-- Start of SELECTED EXTRACT --

ב וְאֶעֶשְׂךָ, לְגוֹי גָּדוֹל, וַאֲבָרֶכְךָ, וַאֲגַדְּלָה שְׁמֶךָ; וֶהְיֵה, בְּרָכָה. 2 And I will make of thee a great nation, and I will bless thee, and make thy name great; and be thou a blessing.
ג וַאֲבָרְכָה, מְבָרְכֶיךָ, וּמְקַלֶּלְךָ, אָאֹר; וְנִבְרְכוּ בְךָ, כֹּל מִשְׁפְּחֹת הָאֲדָמָה. 3 And I will bless them that bless thee, and him that curses you will I curse; and in thee shall all the families of the earth be blessed.’
ד וַיֵּלֶךְ אַבְרָם, כַּאֲשֶׁר דִּבֶּר אֵלָיו יְהוָה, וַיֵּלֶךְ אִתּוֹ, לוֹט; וְאַבְרָם, בֶּן-חָמֵשׁ שָׁנִים וְשִׁבְעִים שָׁנָה, בְּצֵאתוֹ, מֵחָרָן. 4 So Abram went, as the LORD had spoken unto him; and Lot went with him; and Abram was seventy and five years old when he departed out of Haran.
And again, something strange: when one leaves on a journey, first one walks out of the parents’ home, then the neighborhood and close community, and lastly, the land, while here, the order is backwards. Perhaps the journey is not only physical, and in a spiritual journey, the order is reversed. When we leave the shells and habits of the past, we are invited “to the land that I will show you”.
Traditionally, the land, “aretz” is understood to be Eretz Yisrael, the Land of Israel. But in one of my many readings, I find another layer: the word eretz, land, is connected to the word ratzon, want.

-- End of SELECTED EXTRACT --
-- Start of GIVEN ENTRIES --

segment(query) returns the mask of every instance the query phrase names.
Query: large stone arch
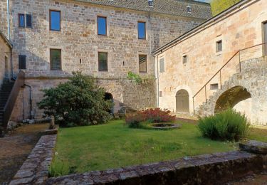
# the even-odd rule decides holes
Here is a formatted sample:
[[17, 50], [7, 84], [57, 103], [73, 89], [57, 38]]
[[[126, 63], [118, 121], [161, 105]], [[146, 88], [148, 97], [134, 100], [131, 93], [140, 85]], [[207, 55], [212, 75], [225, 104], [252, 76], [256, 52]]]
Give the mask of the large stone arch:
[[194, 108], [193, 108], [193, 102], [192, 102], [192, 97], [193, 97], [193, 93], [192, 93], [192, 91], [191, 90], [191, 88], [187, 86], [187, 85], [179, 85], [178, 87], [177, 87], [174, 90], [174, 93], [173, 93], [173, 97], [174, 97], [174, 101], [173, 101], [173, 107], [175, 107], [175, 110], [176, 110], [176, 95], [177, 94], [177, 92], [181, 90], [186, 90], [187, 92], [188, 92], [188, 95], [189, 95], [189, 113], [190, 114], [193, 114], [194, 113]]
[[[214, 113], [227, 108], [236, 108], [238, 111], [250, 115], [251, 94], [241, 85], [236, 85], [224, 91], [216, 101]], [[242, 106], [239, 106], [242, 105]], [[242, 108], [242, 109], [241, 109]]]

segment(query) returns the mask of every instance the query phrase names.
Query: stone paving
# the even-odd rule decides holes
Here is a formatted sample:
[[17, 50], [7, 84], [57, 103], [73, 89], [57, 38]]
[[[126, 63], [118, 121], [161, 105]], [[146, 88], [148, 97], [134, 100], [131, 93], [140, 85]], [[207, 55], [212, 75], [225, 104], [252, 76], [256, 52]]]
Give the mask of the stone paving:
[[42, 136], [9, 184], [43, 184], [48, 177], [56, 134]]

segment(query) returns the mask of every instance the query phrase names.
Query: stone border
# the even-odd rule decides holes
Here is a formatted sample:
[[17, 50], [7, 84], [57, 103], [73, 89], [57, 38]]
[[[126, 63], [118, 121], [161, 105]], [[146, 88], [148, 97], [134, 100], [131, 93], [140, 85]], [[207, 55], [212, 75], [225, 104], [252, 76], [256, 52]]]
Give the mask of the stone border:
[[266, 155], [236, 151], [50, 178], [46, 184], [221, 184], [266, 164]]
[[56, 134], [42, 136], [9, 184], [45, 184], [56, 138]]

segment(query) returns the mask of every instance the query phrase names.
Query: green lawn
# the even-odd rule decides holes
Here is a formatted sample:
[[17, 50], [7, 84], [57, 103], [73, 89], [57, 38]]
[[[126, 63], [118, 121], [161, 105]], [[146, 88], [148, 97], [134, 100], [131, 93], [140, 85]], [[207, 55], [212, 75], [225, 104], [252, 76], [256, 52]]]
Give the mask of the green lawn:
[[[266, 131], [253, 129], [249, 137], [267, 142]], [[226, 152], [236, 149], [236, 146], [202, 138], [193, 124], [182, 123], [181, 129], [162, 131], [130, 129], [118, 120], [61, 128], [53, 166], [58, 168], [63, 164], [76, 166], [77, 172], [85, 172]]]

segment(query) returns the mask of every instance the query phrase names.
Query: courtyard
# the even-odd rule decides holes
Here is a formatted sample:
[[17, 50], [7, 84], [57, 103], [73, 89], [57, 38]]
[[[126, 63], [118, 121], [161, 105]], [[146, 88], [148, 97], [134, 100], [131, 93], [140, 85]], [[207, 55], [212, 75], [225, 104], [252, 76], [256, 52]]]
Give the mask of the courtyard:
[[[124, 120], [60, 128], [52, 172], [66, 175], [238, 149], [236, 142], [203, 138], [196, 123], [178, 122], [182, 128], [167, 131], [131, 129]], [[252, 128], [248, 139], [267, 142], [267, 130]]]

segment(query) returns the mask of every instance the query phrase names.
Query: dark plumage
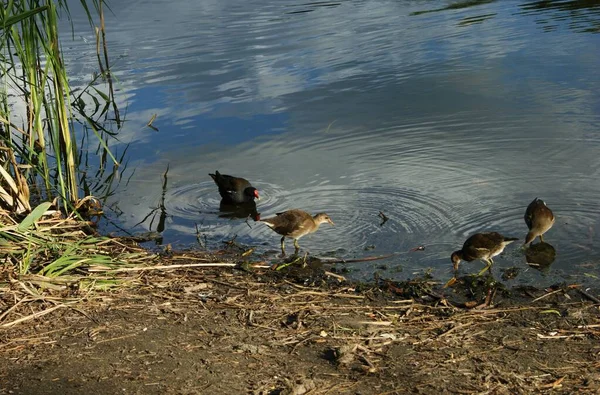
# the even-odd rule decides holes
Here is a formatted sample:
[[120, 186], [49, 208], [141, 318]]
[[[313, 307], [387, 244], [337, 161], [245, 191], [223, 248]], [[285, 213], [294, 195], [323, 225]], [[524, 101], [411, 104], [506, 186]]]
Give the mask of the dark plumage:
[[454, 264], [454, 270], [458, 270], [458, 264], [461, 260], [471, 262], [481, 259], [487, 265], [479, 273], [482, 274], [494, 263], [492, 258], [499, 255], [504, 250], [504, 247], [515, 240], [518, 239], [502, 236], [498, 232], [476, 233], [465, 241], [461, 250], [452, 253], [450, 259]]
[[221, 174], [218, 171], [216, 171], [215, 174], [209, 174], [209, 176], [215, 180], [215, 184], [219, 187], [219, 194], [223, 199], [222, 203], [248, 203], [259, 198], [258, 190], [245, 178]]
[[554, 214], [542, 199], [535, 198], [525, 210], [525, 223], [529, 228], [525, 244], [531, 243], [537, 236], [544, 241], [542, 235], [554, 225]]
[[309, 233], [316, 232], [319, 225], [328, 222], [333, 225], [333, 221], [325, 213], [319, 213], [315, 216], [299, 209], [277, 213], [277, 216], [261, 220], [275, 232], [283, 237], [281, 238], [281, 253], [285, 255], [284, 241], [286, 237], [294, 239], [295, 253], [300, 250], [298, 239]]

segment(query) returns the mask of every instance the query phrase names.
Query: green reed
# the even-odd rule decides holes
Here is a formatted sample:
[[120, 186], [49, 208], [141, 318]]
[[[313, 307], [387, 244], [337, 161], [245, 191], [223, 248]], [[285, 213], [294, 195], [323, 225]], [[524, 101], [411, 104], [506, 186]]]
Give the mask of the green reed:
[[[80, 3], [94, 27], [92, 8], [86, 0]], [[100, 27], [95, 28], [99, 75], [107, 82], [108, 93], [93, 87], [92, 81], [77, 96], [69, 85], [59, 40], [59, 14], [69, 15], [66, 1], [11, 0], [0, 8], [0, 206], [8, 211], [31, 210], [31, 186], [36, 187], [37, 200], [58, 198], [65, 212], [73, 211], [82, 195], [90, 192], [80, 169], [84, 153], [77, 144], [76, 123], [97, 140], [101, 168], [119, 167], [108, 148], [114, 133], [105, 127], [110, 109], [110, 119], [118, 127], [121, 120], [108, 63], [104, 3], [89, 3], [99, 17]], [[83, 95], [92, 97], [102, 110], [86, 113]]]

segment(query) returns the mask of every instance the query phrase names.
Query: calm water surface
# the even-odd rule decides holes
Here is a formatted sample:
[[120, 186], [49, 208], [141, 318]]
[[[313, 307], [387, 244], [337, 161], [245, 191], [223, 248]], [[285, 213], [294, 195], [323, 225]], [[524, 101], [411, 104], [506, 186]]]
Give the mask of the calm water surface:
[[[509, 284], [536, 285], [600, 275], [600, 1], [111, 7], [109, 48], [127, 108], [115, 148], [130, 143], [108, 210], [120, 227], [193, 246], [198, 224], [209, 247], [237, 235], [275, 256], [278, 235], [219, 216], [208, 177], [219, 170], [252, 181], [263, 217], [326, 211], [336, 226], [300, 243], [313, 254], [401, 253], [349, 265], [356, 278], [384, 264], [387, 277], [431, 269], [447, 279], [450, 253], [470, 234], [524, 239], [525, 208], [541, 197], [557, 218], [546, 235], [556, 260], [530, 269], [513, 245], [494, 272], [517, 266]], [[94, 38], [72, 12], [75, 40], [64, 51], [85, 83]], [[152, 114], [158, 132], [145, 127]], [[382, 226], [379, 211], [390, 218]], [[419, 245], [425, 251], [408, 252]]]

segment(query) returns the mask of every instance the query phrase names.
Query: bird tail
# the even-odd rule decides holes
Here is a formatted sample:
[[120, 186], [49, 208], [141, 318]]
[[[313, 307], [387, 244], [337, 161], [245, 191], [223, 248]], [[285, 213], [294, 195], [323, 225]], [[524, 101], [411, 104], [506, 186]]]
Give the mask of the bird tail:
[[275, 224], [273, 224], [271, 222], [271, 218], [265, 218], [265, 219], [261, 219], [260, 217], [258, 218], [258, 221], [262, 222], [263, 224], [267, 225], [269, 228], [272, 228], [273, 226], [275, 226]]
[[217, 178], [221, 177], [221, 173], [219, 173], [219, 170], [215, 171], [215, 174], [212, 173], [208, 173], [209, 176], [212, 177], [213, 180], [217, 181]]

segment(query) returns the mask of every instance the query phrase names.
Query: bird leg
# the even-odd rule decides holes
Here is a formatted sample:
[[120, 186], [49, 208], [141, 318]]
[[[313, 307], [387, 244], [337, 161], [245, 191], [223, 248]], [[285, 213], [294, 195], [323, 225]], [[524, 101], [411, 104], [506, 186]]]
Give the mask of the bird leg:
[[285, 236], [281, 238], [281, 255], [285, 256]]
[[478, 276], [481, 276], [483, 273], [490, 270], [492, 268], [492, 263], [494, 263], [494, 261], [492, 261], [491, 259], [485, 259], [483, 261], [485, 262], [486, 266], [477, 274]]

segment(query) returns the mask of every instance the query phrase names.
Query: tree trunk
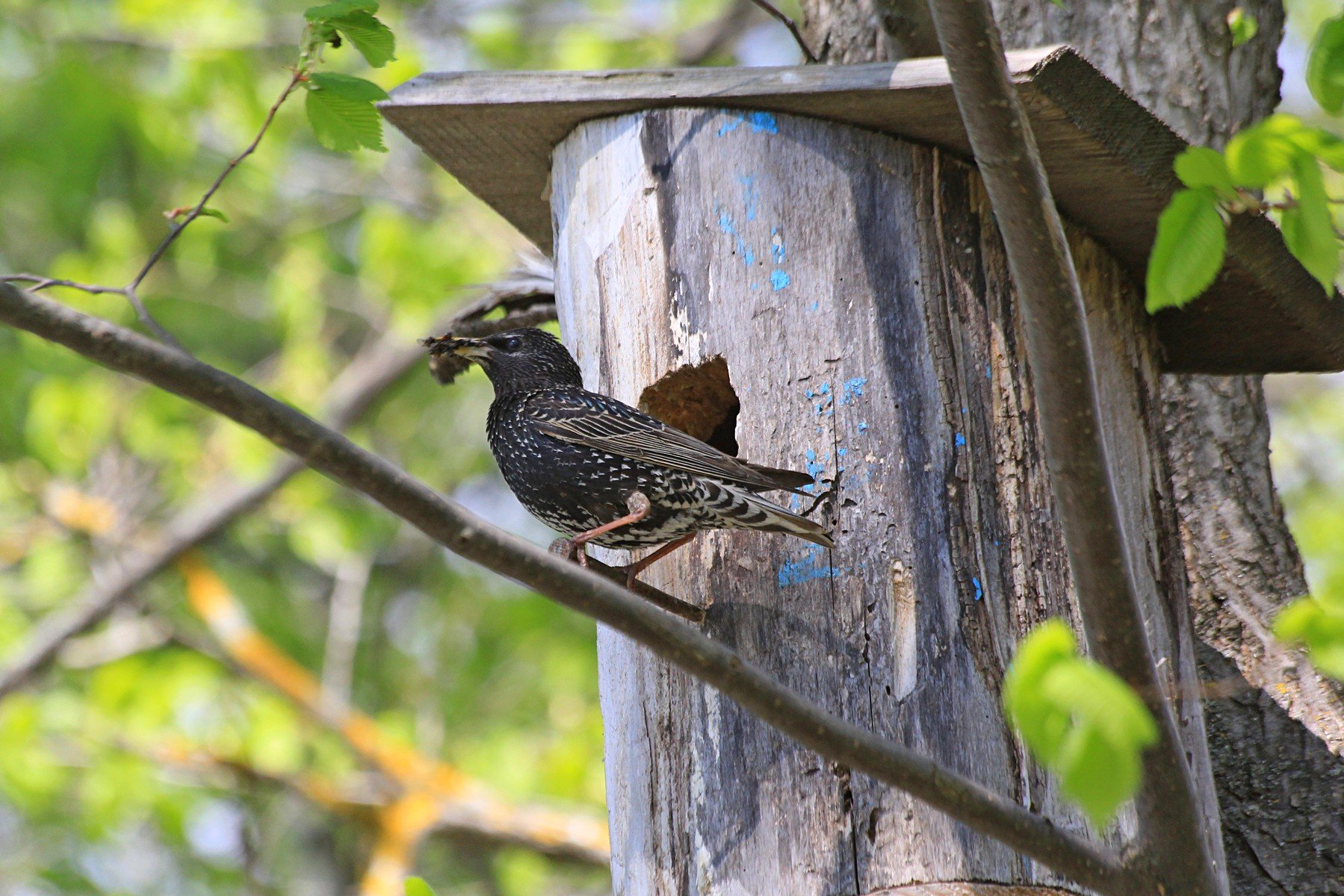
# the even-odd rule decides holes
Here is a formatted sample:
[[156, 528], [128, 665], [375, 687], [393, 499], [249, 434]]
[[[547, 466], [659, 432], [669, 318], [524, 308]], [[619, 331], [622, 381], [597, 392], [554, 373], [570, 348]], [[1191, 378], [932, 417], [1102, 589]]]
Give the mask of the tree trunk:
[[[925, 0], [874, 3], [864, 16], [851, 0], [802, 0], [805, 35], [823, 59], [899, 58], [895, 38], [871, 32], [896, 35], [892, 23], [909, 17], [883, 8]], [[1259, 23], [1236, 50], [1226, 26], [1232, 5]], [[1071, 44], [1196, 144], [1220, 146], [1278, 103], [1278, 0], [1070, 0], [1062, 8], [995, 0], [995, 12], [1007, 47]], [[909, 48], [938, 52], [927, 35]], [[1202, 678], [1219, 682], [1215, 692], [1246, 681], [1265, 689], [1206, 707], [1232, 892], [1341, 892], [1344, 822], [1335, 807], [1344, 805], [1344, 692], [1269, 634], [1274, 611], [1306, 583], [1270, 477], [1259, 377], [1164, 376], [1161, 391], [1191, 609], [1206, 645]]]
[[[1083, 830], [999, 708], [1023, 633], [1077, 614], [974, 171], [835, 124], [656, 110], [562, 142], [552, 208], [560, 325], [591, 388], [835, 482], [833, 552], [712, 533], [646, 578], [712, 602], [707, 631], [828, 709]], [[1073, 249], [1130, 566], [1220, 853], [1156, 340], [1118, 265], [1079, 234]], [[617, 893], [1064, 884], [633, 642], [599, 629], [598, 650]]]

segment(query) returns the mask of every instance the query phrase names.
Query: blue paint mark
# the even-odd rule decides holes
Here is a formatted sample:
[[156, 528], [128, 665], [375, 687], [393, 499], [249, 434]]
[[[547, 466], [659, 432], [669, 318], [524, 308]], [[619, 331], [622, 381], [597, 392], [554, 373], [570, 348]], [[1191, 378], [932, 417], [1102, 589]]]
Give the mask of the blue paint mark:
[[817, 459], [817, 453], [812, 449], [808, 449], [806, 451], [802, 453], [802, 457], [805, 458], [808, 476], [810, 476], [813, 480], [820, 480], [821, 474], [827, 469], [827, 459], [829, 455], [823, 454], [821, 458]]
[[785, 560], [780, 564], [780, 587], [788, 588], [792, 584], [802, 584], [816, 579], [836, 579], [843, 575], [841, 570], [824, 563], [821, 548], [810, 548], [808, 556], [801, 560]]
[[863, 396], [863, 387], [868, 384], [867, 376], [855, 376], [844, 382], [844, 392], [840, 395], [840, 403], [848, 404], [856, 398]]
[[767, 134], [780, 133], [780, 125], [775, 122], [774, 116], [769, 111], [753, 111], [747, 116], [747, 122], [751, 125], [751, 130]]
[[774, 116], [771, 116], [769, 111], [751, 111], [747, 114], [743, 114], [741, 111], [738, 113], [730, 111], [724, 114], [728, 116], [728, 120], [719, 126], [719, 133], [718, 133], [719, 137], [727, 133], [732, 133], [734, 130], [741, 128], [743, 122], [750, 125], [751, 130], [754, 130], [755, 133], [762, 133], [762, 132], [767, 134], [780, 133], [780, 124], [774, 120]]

-- End of GIVEN ENTRIES --

GIVEN EXERCISE >> Write the next part of the piece on Abram's journey, picking up after its final sentence.

OUTPUT BELOW >>
The goal of our journey is – our want, wish, desire, will. Indeed, one of the most complex things in life is to identify and clarify what is it that we really want. When we’re little, we scream loud and ask what we’d like to have unabashedly: not this! That! Not that color! That one!! Now! But then, we “grow up”, we learn “how to behave” and lose much of it, and with it, often lose our way, our core, our purpose, which needs to be regained, often through great effort.
As a parent, one is hard at work so that one’s kids will not have to struggle, not like you, not that much, but at the end of the day, each of us has their journey to the aretz; and that journey takes listening, following, investing time, persistence and hard work. It might slip many times, doubts, temptations, false voices, all are inevitable along the way, but just as inevitable is to keep walking, adhering to that voice telling us, Lech-Lecha.